◆ DIRECTIVE: Copy the line containing "Q: For every instance of the butterfly leg", then all lines after it up to and including the final line of the material, exactly and without additions.

(Dataset excerpt)

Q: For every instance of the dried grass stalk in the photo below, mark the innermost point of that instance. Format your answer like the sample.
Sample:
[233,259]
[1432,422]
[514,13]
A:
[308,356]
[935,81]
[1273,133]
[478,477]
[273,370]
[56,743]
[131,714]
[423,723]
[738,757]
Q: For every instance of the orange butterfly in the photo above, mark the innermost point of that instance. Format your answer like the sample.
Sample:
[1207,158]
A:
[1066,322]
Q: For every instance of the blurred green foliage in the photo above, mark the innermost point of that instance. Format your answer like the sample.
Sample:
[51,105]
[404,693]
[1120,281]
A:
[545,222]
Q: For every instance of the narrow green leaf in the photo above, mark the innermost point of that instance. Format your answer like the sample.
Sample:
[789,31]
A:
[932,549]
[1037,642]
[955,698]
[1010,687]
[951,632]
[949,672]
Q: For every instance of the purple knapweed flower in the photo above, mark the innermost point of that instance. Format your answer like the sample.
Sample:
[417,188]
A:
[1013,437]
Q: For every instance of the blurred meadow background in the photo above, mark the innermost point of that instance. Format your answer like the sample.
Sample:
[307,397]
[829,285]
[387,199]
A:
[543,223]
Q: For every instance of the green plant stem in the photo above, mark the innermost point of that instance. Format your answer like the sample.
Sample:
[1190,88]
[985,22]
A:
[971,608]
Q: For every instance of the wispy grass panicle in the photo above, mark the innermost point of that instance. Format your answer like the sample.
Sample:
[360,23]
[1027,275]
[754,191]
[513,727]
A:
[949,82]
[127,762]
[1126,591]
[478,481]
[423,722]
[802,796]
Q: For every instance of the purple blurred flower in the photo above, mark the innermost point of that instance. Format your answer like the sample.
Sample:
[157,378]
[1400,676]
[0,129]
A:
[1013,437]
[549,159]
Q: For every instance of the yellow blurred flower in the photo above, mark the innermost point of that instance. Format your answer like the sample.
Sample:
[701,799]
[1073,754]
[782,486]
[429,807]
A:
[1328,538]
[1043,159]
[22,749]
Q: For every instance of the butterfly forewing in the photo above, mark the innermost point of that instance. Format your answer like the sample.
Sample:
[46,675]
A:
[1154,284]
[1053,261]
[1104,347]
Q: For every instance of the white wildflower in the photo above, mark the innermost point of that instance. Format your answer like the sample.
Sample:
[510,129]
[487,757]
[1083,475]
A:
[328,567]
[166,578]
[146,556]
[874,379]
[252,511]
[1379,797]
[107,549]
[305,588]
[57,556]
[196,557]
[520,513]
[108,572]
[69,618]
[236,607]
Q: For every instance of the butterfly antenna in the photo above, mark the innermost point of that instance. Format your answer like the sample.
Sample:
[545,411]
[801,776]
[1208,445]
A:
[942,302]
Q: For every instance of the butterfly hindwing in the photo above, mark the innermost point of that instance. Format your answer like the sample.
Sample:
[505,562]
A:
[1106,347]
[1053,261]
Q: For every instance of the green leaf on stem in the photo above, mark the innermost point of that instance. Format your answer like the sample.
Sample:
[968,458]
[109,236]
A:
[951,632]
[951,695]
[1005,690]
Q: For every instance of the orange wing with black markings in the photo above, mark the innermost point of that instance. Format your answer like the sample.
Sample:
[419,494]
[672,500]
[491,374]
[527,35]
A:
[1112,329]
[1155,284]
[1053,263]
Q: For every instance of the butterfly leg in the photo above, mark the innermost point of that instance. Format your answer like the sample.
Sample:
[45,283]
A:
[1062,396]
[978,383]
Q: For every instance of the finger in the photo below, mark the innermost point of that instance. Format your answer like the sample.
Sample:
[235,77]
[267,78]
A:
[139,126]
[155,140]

◆ THE ANSWER:
Q: For every instance of the butterfly leg in the photo above, mark the innermost point of that instance. Format your answer like the sample.
Sample:
[45,283]
A:
[1062,396]
[978,383]
Q: For every instance of the finger in the photo below, mark the innermost point of that instance. Format your answer like the sample.
Sample:
[235,77]
[267,78]
A:
[139,126]
[155,140]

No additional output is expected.